Unlike the Sobeys-Safeway deal where two grocery retail companies are being merged, the Loblaw-Shoppers deal provides less distribution synergy because of these differences between their distribution environments.

Let's take a closer look at the distribution infrastructure overlap between Loblaw Companies and Shopper Drug Mart.

Shoppers Drug Mart Distribution Infrastructure

The most recent information that I have is that Shoppers Drug Mart operates from five (5) distribution centres totaling 2.08 million square feet across Canada. From East to West:


  1. In Moncton, N.B., Shoppers operates from a 230,000-sq.-ft. distribution centre in the Moncton-Caledonia Industrial Estates. The facility was originally opened with 150,000-sq.-ft. in 1995 and was later expanded by 80,000-sq.-ft. in 2005. This facility services stores throughout the Maritimes.

  2. In Cornwall, Ont., Shoppers operates from a 550,000-sq.-ft. distribution centre that was opened in October, 2010. The facility services stores in Eastern Ontario and Quebec.
=-=-=
• _Exercise tasks_
(1) In the text on Shoppers Drug Mart distribution, when was the Cornwall distribution centre opened?
(2) Name every company mentioned in the text on Shoppers Drug Mart distribution.
(3) Please pick up the text on Shoppers Drug Mart distribution right after its last sentence and keep writing.
The records that follow have no connection to the text on Shoppers Drug Mart distribution.

• _Rows_
=-=-=
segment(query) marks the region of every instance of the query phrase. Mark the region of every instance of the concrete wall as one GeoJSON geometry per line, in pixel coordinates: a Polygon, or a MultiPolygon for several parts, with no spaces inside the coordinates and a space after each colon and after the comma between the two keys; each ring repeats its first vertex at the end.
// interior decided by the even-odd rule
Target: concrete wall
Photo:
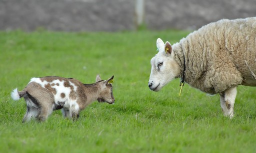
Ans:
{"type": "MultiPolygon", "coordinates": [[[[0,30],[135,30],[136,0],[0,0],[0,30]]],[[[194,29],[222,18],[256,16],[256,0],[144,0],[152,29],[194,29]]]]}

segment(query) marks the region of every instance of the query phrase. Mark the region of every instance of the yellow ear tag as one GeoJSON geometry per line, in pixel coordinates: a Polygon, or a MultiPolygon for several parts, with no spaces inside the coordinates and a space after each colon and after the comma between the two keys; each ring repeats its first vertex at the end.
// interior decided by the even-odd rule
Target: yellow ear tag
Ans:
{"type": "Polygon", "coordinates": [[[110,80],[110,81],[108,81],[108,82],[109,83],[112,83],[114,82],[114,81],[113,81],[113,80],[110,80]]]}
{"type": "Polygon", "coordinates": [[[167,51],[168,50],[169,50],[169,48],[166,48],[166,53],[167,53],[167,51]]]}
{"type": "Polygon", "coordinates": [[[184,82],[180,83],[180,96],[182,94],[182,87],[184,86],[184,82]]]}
=-=-=
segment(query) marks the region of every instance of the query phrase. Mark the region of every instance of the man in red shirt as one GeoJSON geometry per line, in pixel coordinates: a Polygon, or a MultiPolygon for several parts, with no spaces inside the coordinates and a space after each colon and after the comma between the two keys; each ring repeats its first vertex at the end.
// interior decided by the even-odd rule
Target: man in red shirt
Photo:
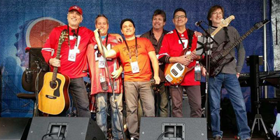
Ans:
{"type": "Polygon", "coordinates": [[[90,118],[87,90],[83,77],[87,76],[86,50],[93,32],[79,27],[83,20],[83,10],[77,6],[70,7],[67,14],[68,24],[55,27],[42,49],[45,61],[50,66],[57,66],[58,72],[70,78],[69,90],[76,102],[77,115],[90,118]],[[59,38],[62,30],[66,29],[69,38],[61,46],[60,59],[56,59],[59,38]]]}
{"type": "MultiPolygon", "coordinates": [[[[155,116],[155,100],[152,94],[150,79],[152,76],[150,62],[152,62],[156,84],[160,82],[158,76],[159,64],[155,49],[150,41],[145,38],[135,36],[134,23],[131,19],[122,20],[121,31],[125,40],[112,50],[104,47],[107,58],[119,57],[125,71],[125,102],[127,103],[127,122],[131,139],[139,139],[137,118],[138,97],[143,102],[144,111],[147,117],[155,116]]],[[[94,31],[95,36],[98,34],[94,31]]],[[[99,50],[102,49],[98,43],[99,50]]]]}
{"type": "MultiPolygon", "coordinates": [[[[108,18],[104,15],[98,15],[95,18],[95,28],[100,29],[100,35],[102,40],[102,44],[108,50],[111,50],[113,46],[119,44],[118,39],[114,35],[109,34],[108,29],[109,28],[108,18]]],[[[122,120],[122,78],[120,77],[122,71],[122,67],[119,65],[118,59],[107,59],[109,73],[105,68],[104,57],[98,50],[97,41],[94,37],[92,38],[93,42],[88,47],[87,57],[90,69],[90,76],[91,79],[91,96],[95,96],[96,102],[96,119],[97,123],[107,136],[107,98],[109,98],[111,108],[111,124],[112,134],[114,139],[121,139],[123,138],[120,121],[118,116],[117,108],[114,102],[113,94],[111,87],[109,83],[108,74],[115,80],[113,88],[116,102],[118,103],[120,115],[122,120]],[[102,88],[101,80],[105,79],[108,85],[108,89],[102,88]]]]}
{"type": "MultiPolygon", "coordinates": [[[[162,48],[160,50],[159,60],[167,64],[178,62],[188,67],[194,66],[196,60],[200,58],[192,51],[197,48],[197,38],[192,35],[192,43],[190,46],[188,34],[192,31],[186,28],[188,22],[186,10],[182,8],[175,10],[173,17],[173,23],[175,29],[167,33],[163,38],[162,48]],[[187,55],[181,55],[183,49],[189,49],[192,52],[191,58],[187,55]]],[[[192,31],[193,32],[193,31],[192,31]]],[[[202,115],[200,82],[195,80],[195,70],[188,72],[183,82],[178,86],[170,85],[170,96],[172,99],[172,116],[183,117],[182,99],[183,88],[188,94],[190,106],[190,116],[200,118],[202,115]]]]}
=-=-=
• _Answers for the exercise_
(1) October 2010.

(2) Sobeys, Safeway, Loblaw Companies, Shoppers Drug Mart

(3)
  3. In Mississauga, Ont., Shoppers operates from a 711,000-sq.-ft. distribution centre that services the Greater Toronto Area and Western Ontario. This facility was last expanded by 80,300-sq.-ft. in 2006.

  4. In Calgary, Alta., Shoppers operates from a 415,000-sq.-ft. distribution centre in Airdrie that was last expanded in 2007. This facility services stores across Alberta, Saskatchewan and Manitoba.

  5. In Richmond, B.C., Shoppers services B.C. stores from a smaller 175,000-sq.-ft. facility.


It is our understanding is that all of the Shoppers Drug Mart distribution centres are outsourced to the third-party logistics firm Matrix Logistics Services, which is an operating division of Exel Logistics.

Loblaw Companies Distribution Infrastructure

The most recent information I have is that Loblaw operates from nineteen (19) distribution centres totaling 7.2 million square feet across Canada. Our information is a little dated so the figures may not be exact but they are close. From East to West, Loblaw's distribution centres are:


  1. In the Maritimes, Atlantic Wholesalers Ltd (a wholly owned food wholesale subsidiary of Loblaw Companies) operates two distribution centres in Moncton: A 118,000-sq.-ft. dry facility; and also a 185,000-sq.-ft. freezer/perishables facility which opened in 2010. As well, Atlantic Wholesalers operates a 215,000-sq.-ft. DC in Halifax, N.S.; and National Grocers operates a 125,000-sq.-ft. facility in Mount Pearl, N.L.

  2. In Quebec, Loblaw's Provigo subsidiary operates distribution centres in Boucherville, Laval, Loretteville, and Montreal (St-Laurent) totaling approximately 1.96 million sq. ft.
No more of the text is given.